*Problem*. Render every line of the entries below as a numbered list, omitting any blank lines.

*Material provided*.
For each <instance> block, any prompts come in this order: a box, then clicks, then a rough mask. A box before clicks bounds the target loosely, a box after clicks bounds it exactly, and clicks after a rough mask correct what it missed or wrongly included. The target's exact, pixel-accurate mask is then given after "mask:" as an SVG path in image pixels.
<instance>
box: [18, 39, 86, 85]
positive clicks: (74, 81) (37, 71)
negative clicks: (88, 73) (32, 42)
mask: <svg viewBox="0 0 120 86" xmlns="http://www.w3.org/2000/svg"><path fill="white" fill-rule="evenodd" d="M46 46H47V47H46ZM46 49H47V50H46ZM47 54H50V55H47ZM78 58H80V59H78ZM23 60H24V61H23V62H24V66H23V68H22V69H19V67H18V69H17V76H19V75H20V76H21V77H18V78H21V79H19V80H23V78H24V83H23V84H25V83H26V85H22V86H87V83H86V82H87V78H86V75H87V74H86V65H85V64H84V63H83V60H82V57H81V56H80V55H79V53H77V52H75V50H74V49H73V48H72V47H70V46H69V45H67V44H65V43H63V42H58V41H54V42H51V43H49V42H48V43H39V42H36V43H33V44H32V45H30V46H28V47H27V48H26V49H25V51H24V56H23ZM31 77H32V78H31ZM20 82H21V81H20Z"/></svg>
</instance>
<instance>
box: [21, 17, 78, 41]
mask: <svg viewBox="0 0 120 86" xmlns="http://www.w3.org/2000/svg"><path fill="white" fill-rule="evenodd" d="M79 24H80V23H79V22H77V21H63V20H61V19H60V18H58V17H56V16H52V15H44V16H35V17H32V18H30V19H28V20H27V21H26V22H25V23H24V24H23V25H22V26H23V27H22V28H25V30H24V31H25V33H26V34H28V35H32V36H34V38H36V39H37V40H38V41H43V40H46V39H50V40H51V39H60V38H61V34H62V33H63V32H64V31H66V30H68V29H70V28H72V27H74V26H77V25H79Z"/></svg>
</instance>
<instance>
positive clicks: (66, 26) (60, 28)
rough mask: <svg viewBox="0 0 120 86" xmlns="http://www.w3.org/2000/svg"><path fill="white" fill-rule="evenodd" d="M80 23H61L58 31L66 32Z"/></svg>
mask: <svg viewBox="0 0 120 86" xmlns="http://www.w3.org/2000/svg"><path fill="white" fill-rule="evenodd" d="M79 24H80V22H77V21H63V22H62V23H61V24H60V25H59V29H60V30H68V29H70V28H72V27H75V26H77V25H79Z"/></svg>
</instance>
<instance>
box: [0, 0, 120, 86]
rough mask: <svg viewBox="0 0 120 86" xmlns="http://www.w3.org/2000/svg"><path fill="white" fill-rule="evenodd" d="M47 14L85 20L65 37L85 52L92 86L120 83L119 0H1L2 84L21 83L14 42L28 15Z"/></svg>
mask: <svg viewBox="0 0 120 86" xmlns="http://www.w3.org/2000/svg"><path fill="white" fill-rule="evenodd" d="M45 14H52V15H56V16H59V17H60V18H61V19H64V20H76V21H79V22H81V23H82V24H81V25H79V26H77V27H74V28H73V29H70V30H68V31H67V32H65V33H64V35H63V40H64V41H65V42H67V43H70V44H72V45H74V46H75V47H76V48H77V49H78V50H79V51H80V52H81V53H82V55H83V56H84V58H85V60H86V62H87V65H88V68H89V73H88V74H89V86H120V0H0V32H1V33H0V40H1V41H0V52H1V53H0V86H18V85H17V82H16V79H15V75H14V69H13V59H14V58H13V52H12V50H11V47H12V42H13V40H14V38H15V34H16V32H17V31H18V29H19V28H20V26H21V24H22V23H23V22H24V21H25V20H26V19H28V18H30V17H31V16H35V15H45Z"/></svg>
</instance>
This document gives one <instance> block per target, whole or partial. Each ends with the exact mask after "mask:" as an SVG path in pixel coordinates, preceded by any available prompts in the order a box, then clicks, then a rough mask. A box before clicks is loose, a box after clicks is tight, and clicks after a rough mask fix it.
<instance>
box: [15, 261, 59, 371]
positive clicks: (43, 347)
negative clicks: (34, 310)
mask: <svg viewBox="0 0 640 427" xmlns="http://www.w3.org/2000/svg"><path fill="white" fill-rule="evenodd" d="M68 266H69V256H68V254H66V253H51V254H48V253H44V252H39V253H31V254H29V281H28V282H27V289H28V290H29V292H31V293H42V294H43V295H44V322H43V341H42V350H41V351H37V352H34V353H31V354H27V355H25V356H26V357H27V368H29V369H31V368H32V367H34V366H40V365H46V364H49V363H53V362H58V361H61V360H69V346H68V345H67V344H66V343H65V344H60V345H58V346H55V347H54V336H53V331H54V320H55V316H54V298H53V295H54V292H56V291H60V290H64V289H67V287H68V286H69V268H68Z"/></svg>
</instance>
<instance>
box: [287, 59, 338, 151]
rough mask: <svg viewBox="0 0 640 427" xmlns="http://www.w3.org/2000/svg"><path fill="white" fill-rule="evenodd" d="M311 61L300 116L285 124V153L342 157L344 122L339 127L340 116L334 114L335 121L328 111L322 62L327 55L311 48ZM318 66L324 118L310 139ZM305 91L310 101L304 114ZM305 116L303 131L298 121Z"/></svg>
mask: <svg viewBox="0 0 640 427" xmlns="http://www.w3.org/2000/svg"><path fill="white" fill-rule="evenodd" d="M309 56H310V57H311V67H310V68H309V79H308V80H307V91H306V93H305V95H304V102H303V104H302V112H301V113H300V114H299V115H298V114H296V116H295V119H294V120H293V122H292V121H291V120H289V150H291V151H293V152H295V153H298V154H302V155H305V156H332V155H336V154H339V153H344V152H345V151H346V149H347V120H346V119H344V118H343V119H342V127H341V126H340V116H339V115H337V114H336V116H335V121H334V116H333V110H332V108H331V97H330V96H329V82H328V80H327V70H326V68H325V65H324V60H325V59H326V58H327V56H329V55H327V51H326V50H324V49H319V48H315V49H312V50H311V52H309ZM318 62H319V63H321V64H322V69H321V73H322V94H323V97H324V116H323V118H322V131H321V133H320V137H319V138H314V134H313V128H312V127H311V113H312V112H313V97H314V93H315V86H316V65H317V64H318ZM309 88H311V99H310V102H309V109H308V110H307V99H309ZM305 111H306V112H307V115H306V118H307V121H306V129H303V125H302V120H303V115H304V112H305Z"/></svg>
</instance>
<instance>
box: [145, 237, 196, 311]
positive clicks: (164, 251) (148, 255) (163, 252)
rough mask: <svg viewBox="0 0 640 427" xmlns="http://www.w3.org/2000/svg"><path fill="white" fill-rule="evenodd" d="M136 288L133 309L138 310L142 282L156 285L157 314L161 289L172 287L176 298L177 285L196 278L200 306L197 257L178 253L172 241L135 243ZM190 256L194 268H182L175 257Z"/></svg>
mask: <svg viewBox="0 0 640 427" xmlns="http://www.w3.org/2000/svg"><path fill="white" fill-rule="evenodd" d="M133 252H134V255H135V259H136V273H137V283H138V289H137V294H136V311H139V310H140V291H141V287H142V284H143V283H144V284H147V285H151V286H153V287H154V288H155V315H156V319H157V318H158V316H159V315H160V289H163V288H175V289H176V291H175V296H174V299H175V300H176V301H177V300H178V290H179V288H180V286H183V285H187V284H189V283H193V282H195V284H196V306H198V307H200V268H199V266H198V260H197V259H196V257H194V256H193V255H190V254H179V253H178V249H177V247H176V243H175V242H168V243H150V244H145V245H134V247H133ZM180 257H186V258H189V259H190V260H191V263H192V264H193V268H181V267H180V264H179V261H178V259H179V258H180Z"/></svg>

*Completed exercise*.
1. For each <instance> block, any prompts come in this order: a box, then clicks, then a rough mask. A box before clicks bounds the target loosely, a box after clicks bounds it exactly, and clicks after a rough mask correct what it missed or wrongly included. The target's exact, pixel-accurate mask is then given after "mask:" as an SVG path in image pixels.
2. <instance>
3. box: [18, 39, 86, 85]
4. positive clicks: (74, 81) (37, 71)
5. negative clicks: (88, 73) (32, 42)
6. mask: <svg viewBox="0 0 120 86" xmlns="http://www.w3.org/2000/svg"><path fill="white" fill-rule="evenodd" d="M46 46H47V47H46ZM46 49H47V50H46ZM47 54H50V55H47ZM78 58H80V59H78ZM23 60H24V61H23V62H24V66H23V68H22V69H19V67H18V69H17V76H19V75H20V76H21V77H18V78H21V79H19V80H23V78H24V83H23V84H25V83H26V85H22V86H87V83H86V82H87V78H86V75H87V74H86V65H85V64H84V63H83V60H82V57H81V56H80V55H79V53H77V52H75V50H74V49H73V48H72V47H70V46H69V45H67V44H65V43H63V42H58V41H54V42H51V43H49V42H48V43H39V42H36V43H33V44H32V45H30V46H28V47H27V48H26V49H25V51H24V56H23ZM31 77H32V78H31ZM20 82H21V81H20Z"/></svg>
7. </instance>
8. <instance>
9. box: [21, 17, 78, 41]
10. mask: <svg viewBox="0 0 120 86" xmlns="http://www.w3.org/2000/svg"><path fill="white" fill-rule="evenodd" d="M79 24H80V23H79V22H77V21H63V20H61V19H60V18H58V17H56V16H52V15H44V16H35V17H32V18H30V19H28V20H27V21H26V22H25V23H24V24H23V25H22V26H23V27H22V28H25V30H24V31H25V33H26V34H28V35H32V36H34V38H36V39H37V40H38V41H43V40H46V39H50V40H51V39H60V38H61V34H62V33H63V32H64V31H66V30H68V29H70V28H72V27H74V26H77V25H79Z"/></svg>
11. </instance>
12. <instance>
13. positive clicks: (66, 26) (60, 28)
14. rough mask: <svg viewBox="0 0 120 86" xmlns="http://www.w3.org/2000/svg"><path fill="white" fill-rule="evenodd" d="M80 23H61L58 31L66 32Z"/></svg>
15. mask: <svg viewBox="0 0 120 86" xmlns="http://www.w3.org/2000/svg"><path fill="white" fill-rule="evenodd" d="M79 24H80V22H77V21H63V22H62V23H61V24H60V25H59V29H60V30H68V29H70V28H72V27H75V26H77V25H79Z"/></svg>
16. </instance>
17. <instance>
18. box: [0, 0, 120, 86]
19. rough mask: <svg viewBox="0 0 120 86" xmlns="http://www.w3.org/2000/svg"><path fill="white" fill-rule="evenodd" d="M47 14L85 20L65 37L85 52L92 86L120 83L119 0H1L2 84L21 83L14 42L28 15Z"/></svg>
20. mask: <svg viewBox="0 0 120 86" xmlns="http://www.w3.org/2000/svg"><path fill="white" fill-rule="evenodd" d="M45 14H52V15H56V16H59V17H60V18H61V19H64V20H76V21H79V22H81V23H82V24H81V25H79V26H77V27H74V28H73V29H70V30H68V31H67V32H65V33H64V35H63V40H64V41H65V42H67V43H70V44H72V45H74V46H75V47H76V48H77V49H78V50H79V51H80V52H81V53H82V55H83V56H84V58H85V60H86V62H87V65H88V68H89V73H88V74H89V86H120V0H0V32H1V33H0V40H1V41H0V52H1V53H0V86H18V85H17V82H16V79H15V75H14V69H13V59H14V58H13V52H12V50H11V47H12V42H13V40H14V38H15V34H16V32H17V31H18V29H19V28H20V26H21V24H22V23H23V22H24V21H25V20H26V19H28V18H30V17H31V16H35V15H45Z"/></svg>
21. </instance>
22. This document gives one <instance> block per target, whole or partial. Each ends with the exact mask after "mask:" as an SVG path in pixel coordinates, preceded by any available prompts in the order a box, then clicks, then a rough mask. A box before clicks is loose, a box after clicks is tight, and clicks after a rough mask fix it.
23. <instance>
24. box: [15, 261, 59, 371]
25. positive clicks: (43, 347)
26. negative clicks: (34, 310)
27. mask: <svg viewBox="0 0 640 427" xmlns="http://www.w3.org/2000/svg"><path fill="white" fill-rule="evenodd" d="M68 266H69V256H68V254H66V253H51V254H48V253H44V252H39V253H31V254H29V281H28V282H27V289H28V290H29V292H31V293H42V294H43V295H44V322H43V341H42V350H41V351H37V352H34V353H31V354H27V355H25V356H26V357H27V368H29V369H31V368H32V367H34V366H40V365H46V364H49V363H53V362H58V361H61V360H69V346H68V345H67V344H66V343H65V344H60V345H58V346H55V347H54V336H53V331H54V320H55V316H54V298H53V295H54V292H56V291H60V290H64V289H67V287H68V286H69V268H68Z"/></svg>
28. </instance>
29. <instance>
30. box: [287, 59, 338, 151]
31. rough mask: <svg viewBox="0 0 640 427" xmlns="http://www.w3.org/2000/svg"><path fill="white" fill-rule="evenodd" d="M311 61L300 116L285 124V153L342 157L344 122L339 127L340 116L334 114L335 121L328 111L322 62L327 55L311 48ZM318 66L324 118L310 139ZM305 91L310 101L304 114ZM305 116L303 131L298 121Z"/></svg>
32. mask: <svg viewBox="0 0 640 427" xmlns="http://www.w3.org/2000/svg"><path fill="white" fill-rule="evenodd" d="M309 56H310V57H311V67H310V68H309V79H308V80H307V91H306V93H305V95H304V102H303V104H302V112H301V113H300V114H299V115H298V114H296V116H295V119H294V120H293V122H292V121H291V120H289V150H291V151H293V152H295V153H298V154H302V155H305V156H332V155H336V154H339V153H344V152H345V151H346V149H347V120H346V119H344V118H343V119H342V127H341V126H340V116H339V115H337V114H336V116H335V121H334V116H333V110H332V108H331V97H330V96H329V82H328V80H327V70H326V68H325V65H324V60H325V59H326V58H327V56H329V55H327V51H326V50H324V49H319V48H315V49H312V50H311V52H309ZM318 62H319V63H321V64H322V69H321V73H322V94H323V97H324V116H323V118H322V131H321V133H320V137H319V138H314V134H313V128H312V127H311V113H312V112H313V97H314V93H315V86H316V65H317V64H318ZM309 88H311V99H310V102H309V109H308V110H307V99H309ZM305 111H306V112H307V115H306V118H307V121H306V129H303V125H302V120H303V115H304V112H305Z"/></svg>
33. </instance>
34. <instance>
35. box: [145, 237, 196, 311]
36. positive clicks: (164, 251) (148, 255) (163, 252)
37. rough mask: <svg viewBox="0 0 640 427" xmlns="http://www.w3.org/2000/svg"><path fill="white" fill-rule="evenodd" d="M136 288L133 309L138 310L142 282L156 285L157 314L161 289L172 287L176 298L177 285L196 278L200 306L197 257L178 253L172 241L135 243ZM190 256L194 268H182L175 257Z"/></svg>
38. mask: <svg viewBox="0 0 640 427" xmlns="http://www.w3.org/2000/svg"><path fill="white" fill-rule="evenodd" d="M133 252H134V255H135V259H136V273H137V283H138V289H137V294H136V311H139V310H140V291H141V287H142V284H143V283H144V284H147V285H151V286H153V287H154V288H155V315H156V319H157V318H158V316H159V315H160V289H163V288H175V289H176V291H175V296H174V299H175V300H176V301H177V300H178V290H179V288H180V286H183V285H187V284H189V283H193V282H195V284H196V306H198V307H200V268H199V266H198V260H197V259H196V257H194V256H193V255H190V254H179V253H178V249H177V247H176V243H175V242H168V243H150V244H145V245H134V247H133ZM180 257H186V258H189V259H190V260H191V263H192V264H193V268H181V267H180V264H179V261H178V259H179V258H180Z"/></svg>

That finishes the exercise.